• **Task description**:
Please collect every line of the items below that contains the word "clear", and copy each one unchanged.

• **Records for this exercise**:
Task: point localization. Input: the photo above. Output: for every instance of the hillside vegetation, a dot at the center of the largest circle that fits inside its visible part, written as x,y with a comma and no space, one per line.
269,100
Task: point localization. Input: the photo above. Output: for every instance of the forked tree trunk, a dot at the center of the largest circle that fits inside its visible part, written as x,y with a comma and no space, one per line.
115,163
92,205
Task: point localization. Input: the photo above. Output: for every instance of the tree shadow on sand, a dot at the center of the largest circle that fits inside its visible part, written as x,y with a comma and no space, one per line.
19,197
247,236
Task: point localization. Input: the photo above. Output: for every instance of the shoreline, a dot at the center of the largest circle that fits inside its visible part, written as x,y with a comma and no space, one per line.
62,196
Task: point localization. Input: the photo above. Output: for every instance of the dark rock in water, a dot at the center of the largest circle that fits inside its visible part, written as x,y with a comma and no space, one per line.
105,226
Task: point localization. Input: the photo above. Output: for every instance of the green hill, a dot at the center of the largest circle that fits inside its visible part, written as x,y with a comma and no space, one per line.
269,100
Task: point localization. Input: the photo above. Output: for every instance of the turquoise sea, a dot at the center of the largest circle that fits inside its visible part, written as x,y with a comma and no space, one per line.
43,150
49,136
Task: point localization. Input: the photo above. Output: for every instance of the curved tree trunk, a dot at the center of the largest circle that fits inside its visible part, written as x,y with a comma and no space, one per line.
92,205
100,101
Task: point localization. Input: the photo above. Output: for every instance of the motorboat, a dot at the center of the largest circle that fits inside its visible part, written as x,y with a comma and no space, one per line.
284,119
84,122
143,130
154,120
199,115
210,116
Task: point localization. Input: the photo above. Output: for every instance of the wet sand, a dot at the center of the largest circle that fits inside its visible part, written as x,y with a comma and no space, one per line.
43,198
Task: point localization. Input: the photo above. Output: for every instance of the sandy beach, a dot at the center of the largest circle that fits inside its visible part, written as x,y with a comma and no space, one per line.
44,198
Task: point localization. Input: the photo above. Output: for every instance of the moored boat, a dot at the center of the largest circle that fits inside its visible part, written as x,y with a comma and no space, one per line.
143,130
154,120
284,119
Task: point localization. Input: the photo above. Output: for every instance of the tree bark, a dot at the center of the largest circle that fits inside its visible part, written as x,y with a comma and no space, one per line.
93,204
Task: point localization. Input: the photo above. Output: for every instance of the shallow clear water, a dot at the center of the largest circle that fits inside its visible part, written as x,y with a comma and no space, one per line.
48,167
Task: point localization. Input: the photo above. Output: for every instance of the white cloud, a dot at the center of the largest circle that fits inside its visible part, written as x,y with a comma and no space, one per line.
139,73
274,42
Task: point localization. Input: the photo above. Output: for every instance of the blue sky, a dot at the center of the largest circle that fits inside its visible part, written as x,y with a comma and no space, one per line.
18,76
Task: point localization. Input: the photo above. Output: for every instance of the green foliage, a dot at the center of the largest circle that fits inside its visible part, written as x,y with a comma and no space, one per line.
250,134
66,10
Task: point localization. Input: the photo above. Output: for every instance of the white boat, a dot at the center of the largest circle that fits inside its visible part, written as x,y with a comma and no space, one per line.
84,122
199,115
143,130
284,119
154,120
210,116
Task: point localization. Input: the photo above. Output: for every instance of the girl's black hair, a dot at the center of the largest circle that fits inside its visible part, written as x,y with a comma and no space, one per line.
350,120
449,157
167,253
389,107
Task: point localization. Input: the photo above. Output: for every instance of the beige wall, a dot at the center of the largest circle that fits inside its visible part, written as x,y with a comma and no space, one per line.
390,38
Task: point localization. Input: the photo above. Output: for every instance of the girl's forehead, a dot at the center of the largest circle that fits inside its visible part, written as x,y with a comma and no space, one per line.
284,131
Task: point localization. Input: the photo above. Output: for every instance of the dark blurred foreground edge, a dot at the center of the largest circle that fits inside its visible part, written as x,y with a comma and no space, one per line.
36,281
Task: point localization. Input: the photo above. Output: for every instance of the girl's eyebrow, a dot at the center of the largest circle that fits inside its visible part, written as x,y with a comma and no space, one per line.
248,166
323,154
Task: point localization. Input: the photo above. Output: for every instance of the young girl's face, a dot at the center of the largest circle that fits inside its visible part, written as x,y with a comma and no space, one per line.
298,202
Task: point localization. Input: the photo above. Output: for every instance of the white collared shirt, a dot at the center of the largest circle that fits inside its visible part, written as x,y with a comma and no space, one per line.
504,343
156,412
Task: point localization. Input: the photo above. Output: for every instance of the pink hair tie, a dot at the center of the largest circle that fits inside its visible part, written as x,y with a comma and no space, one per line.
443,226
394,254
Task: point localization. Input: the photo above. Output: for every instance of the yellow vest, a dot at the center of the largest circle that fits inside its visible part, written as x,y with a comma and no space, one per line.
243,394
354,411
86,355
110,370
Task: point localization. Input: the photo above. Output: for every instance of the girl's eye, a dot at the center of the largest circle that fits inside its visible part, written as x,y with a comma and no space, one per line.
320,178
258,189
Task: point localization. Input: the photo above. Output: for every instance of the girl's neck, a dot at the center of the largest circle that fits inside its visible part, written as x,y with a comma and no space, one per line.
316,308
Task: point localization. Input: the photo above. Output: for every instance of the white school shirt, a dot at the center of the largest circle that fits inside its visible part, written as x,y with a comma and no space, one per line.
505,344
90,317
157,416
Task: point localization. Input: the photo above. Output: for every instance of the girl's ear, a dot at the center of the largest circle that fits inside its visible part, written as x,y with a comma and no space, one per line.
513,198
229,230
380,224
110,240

---

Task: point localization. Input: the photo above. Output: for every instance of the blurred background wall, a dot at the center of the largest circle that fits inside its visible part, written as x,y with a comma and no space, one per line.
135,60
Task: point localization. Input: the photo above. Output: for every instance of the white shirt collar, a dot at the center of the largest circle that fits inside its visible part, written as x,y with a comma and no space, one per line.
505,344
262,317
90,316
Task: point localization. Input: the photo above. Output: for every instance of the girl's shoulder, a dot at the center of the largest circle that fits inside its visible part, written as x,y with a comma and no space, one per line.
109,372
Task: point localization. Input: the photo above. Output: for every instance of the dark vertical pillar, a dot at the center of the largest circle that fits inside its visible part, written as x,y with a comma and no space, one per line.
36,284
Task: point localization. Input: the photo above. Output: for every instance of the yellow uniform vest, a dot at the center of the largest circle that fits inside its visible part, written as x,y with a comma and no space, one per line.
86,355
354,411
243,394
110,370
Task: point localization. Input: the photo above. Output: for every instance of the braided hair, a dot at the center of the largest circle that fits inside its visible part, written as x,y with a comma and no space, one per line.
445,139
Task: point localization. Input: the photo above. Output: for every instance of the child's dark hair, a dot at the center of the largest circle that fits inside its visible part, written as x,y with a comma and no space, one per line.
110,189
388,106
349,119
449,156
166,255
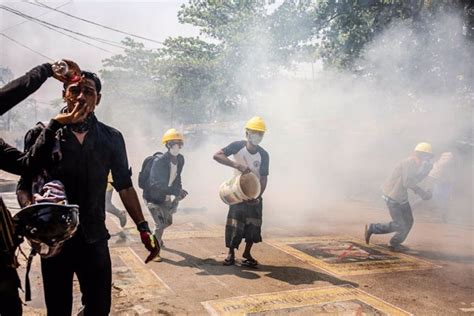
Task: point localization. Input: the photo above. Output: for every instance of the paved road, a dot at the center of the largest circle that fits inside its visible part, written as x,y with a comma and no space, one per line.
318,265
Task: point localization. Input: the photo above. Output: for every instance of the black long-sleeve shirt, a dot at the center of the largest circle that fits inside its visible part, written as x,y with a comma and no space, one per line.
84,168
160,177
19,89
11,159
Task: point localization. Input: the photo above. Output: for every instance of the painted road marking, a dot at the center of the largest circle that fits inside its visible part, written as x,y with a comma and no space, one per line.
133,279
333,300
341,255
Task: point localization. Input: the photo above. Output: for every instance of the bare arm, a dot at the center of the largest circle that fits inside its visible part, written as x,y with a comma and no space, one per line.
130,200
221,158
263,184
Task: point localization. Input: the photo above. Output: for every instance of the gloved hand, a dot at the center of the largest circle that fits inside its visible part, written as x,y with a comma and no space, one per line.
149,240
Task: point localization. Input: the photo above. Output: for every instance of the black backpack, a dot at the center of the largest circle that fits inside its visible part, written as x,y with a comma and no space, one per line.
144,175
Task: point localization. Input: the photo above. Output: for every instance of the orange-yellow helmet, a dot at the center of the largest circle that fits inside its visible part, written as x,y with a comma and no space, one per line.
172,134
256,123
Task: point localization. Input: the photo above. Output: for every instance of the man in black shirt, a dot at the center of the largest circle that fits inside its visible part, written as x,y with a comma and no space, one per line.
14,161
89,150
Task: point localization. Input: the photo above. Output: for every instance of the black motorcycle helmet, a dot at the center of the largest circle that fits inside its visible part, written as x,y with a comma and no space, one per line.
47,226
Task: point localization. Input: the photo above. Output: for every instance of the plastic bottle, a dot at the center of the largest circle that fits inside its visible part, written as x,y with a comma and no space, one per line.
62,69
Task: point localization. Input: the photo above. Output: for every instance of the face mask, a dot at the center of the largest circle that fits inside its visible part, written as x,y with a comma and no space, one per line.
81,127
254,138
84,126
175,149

• **Response below**:
Task: point localization. Input: the photo above. Output: for every instance of the shallow clear water, a dot at the center of the largest circle that fits inside its visible part, written as x,y with a comma and no space, one per line.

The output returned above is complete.